=== Exercise prompt ===
Rewrite all of the material below as a numbered list with one line per item, leaving out any blank lines.

----------------

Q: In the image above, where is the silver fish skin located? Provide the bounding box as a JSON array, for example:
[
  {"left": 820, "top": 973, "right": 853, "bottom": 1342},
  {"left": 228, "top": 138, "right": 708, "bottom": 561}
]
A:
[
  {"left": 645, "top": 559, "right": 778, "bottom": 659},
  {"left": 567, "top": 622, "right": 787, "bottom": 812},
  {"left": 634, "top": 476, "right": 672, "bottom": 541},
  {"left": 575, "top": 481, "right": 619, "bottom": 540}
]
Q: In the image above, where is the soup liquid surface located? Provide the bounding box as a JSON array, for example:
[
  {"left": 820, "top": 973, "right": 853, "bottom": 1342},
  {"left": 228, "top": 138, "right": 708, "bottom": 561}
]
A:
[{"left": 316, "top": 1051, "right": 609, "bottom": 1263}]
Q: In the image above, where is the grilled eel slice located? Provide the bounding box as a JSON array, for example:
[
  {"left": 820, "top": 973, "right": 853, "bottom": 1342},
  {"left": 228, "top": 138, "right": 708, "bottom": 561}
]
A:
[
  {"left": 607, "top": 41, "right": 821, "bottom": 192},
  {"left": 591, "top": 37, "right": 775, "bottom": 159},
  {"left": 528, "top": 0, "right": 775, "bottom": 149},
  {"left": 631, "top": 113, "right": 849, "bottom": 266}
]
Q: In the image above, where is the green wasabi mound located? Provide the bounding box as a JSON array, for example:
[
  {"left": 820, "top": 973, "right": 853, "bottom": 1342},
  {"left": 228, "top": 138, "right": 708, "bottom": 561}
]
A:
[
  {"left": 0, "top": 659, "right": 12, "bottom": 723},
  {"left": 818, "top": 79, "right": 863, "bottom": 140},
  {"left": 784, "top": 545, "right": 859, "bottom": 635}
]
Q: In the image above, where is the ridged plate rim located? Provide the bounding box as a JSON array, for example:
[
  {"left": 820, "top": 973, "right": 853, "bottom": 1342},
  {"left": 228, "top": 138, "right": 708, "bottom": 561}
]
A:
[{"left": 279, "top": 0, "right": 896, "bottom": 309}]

----------------

=== The solution ===
1. Q: In the image above, where is the silver fish skin located? Provide the bounding box as a JSON array, for example:
2. [
3.   {"left": 820, "top": 973, "right": 853, "bottom": 1342},
4.   {"left": 228, "top": 138, "right": 708, "bottom": 561}
5. ]
6. A:
7. [
8.   {"left": 645, "top": 559, "right": 778, "bottom": 659},
9.   {"left": 567, "top": 622, "right": 787, "bottom": 812},
10.   {"left": 634, "top": 476, "right": 672, "bottom": 541},
11.   {"left": 575, "top": 481, "right": 619, "bottom": 540}
12. ]
13. Q: In the image above, where is the soup liquid surface located? Provide the bounding box as a JSON array, for example:
14. [
15.   {"left": 820, "top": 973, "right": 853, "bottom": 1342},
16.   {"left": 228, "top": 138, "right": 708, "bottom": 561}
17. ]
18. A:
19. [{"left": 316, "top": 1051, "right": 609, "bottom": 1263}]
20. Q: In the image above, where is the grilled eel slice located? Provide the bounding box as a JSON array, for example:
21. [
22.   {"left": 820, "top": 973, "right": 853, "bottom": 1342},
23.   {"left": 228, "top": 138, "right": 708, "bottom": 561}
24. ]
25. A:
26. [
27.   {"left": 607, "top": 41, "right": 821, "bottom": 192},
28.   {"left": 591, "top": 37, "right": 775, "bottom": 159},
29.   {"left": 528, "top": 0, "right": 775, "bottom": 149},
30.   {"left": 631, "top": 113, "right": 849, "bottom": 266}
31. ]
32. Q: In the image above, where is the green wasabi mound located? Provide the bounding box as a JSON array, for example:
33. [
34.   {"left": 820, "top": 973, "right": 853, "bottom": 1342},
35.   {"left": 228, "top": 138, "right": 708, "bottom": 561}
36. ]
37. A:
38. [
39.   {"left": 0, "top": 659, "right": 12, "bottom": 723},
40.   {"left": 818, "top": 79, "right": 863, "bottom": 140},
41.   {"left": 784, "top": 545, "right": 859, "bottom": 635}
42. ]
43. Q: In the image above, where is the ridged plate rim located? Provide the bounding box as a JSON array, for example:
44. [
45.   {"left": 820, "top": 973, "right": 853, "bottom": 1342},
46.   {"left": 228, "top": 138, "right": 708, "bottom": 561}
47. ]
48. A:
49. [{"left": 279, "top": 0, "right": 896, "bottom": 309}]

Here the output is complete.